# START OF DATA SHOWN
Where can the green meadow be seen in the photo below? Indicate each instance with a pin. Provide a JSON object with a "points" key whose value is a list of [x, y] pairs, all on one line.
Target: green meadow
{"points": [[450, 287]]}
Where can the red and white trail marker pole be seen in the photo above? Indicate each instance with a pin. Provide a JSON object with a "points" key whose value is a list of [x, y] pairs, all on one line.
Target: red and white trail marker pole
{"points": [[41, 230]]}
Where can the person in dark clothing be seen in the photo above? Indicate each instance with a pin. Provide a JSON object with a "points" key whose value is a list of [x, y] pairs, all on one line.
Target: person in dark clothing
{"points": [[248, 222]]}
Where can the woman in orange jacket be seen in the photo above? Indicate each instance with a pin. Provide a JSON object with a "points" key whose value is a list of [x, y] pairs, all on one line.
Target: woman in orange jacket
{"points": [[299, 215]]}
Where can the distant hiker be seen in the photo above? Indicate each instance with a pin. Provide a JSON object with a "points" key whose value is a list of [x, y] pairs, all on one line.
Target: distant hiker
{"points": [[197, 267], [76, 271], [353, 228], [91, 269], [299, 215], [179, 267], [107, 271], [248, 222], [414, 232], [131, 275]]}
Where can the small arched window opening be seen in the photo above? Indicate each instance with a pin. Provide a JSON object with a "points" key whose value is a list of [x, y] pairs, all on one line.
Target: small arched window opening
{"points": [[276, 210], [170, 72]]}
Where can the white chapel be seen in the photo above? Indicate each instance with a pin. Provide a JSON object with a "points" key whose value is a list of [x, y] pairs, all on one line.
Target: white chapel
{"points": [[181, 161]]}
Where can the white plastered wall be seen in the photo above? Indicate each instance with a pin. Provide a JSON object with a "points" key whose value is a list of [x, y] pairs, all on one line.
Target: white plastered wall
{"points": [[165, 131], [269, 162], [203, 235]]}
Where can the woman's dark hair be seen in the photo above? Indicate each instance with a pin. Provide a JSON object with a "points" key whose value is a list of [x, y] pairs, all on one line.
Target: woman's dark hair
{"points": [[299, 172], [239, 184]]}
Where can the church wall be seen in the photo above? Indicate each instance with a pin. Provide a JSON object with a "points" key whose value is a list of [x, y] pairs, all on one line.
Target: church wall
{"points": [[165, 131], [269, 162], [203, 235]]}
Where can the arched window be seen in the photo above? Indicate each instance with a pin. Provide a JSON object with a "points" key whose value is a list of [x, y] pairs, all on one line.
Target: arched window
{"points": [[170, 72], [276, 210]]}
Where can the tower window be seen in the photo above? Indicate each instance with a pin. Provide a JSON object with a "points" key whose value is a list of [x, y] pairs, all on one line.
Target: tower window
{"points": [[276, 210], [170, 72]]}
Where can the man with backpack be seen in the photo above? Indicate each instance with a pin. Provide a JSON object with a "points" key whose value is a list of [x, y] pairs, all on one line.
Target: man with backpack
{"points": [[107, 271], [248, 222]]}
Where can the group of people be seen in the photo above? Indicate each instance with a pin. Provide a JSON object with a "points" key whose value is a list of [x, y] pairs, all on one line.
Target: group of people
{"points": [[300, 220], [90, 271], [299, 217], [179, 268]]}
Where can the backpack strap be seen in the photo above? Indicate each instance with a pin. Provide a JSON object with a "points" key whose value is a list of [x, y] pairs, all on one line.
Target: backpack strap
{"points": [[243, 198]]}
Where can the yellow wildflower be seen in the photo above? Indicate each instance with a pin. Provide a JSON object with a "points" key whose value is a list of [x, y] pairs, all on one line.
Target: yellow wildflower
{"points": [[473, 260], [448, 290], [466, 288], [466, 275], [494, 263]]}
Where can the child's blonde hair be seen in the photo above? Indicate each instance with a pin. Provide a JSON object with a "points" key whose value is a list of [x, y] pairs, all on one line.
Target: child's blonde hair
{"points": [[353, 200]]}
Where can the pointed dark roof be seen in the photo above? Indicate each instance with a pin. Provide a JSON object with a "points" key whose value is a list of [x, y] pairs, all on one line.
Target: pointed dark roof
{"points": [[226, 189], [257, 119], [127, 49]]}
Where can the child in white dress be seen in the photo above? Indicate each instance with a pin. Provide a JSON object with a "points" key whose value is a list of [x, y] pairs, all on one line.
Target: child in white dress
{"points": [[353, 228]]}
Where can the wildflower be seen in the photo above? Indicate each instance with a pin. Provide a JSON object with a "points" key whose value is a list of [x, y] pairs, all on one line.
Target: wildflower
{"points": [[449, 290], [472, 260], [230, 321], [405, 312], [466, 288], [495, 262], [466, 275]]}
# END OF DATA SHOWN
Give the records above again, word for word.

OUTPUT OF THE EXERCISE:
Where can the green meadow be seen in the photo below? Indicate each instance with a pin. Provide a JSON object with a "points" key whose value is a list of [x, y] pairs, all on one line.
Target: green meadow
{"points": [[450, 287]]}
Where can the red and white trail marker pole be seen in the photo above? Indicate each instance with a pin. Provide a JSON object with a "points" key whose value is a list of [x, y] pairs, all on one line.
Target: red and white trail marker pole
{"points": [[41, 230]]}
Where can the person in dark clothing be seen in the photo above? Indicate each instance with a pin. Provide a JSON object with a "points" key whose value is a list of [x, y] pairs, all on one line.
Target: person in dark clothing
{"points": [[248, 222]]}
Where can the woman in orange jacket be seen in the photo above? Indicate each instance with a pin. Provide a JSON object with a "points" key whose value is a list of [x, y] pairs, all on one line.
Target: woman in orange jacket
{"points": [[299, 215]]}
Where can the distant hiker be seen in the photo above? Indicate each instance with a pin. Provide a JSON object with a "points" key whose value is a list of [x, y] pairs, all on one line.
Target: distant hiker
{"points": [[197, 267], [76, 271], [353, 228], [91, 269], [299, 215], [179, 267], [107, 271], [248, 222], [414, 232], [131, 275]]}
Where can the small arched window opening be seen in the photo above? Indicate each instance with a pin. Provide a JSON object with a "points" key whose value is a list of [x, y] pairs, all on one line.
Target: small arched window opening
{"points": [[276, 210], [170, 72]]}
Where can the white chapel be seen in the photo above? Indicate each instance with a pin. Provide a JSON object with a "points" key whose value is a list of [x, y] pairs, all on one line.
Target: white chapel
{"points": [[181, 161]]}
Where can the white plastered wall be seen in the photo above? Indicate each instance with a pin. Provide a JSON object with a "points" key whose value is a list of [x, y] pairs, all on one line.
Target: white plastered wall
{"points": [[165, 131], [269, 162], [203, 235]]}
Where can the woman's dark hair be seen in the photo above? Indicate each instance with a pin. Provide a JSON object with a "points" key whose value is a list of [x, y] pairs, all on one line.
Target: woman's dark hair
{"points": [[299, 172], [239, 184]]}
Where can the church wall be seen in the photo above? Indicate each instance with a pin. Provide a JSON object with a "points" key whose value is a list of [x, y] pairs, all on one line.
Target: church wall
{"points": [[165, 131], [269, 162], [203, 235]]}
Where can the arched window be seen in the photo above? Indicate each instance with a pin. Provide a JSON object with a "points" key whose value is a list of [x, y] pairs, all on one line.
Target: arched window
{"points": [[170, 72], [276, 210]]}
Where can the tower window be seen in the photo above? Indicate each instance with a pin. Provide a JSON object with a "points" key whose value is a list of [x, y] pairs, all on one line.
Target: tower window
{"points": [[276, 210], [170, 72]]}
Where can the man with backpack be seen in the photo above? Indicate each instance with a pin. Provide a JSON object with a "points" key whose value is a list of [x, y] pairs, all on one line.
Target: man with backpack
{"points": [[107, 271], [248, 222]]}
Where can the group of people be seen in the photo above? Indicate each instance with a pin. Provide a JSON object with a "points" key whose value is a list of [x, y] pairs, all on one line.
Target: group of people
{"points": [[300, 220], [90, 271], [299, 217], [179, 268]]}
Where can the backpack strap be seen in the photo above? Indicate each instance with a pin. Provide a JSON object with a "points" key whose value is a list of [x, y] pairs, all on one line.
Target: backpack strap
{"points": [[243, 198]]}
Where can the yellow wildflower be seen in the photo above? Indicate each instance with a pin. Provide a JSON object with a "points" key whose value is a list of [x, y] pairs, all on one line.
Target: yellow wildflower
{"points": [[473, 260], [448, 290], [466, 288], [466, 275], [494, 263]]}
Where can the child's blonde hair be seen in the photo above? Indicate each instance with a pin. Provide a JSON object with a "points" key whose value is a list of [x, y] pairs, all on one line.
Target: child's blonde hair
{"points": [[353, 200]]}
Where can the pointed dark roof be seen in the photo above? Indicate each instance with a pin. Provide a JSON object with a "points" key whose value is a list of [x, y] pairs, all on one line.
Target: pointed dark roof
{"points": [[226, 189], [257, 119], [127, 49]]}
Where can the child in white dress be seen in the photo above? Indicate each instance with a pin. Provide a JSON object with a "points" key whose value is a list of [x, y] pairs, all on one line.
Target: child in white dress
{"points": [[353, 228]]}
Where can the wildflower be seen in the photo above? Indicate each instance with a pin. Provide a JSON object with a "points" key whose value is a list of [x, y] pairs, all on one line.
Target: wildflower
{"points": [[449, 290], [472, 260], [230, 321], [405, 312], [466, 288], [495, 262], [466, 275]]}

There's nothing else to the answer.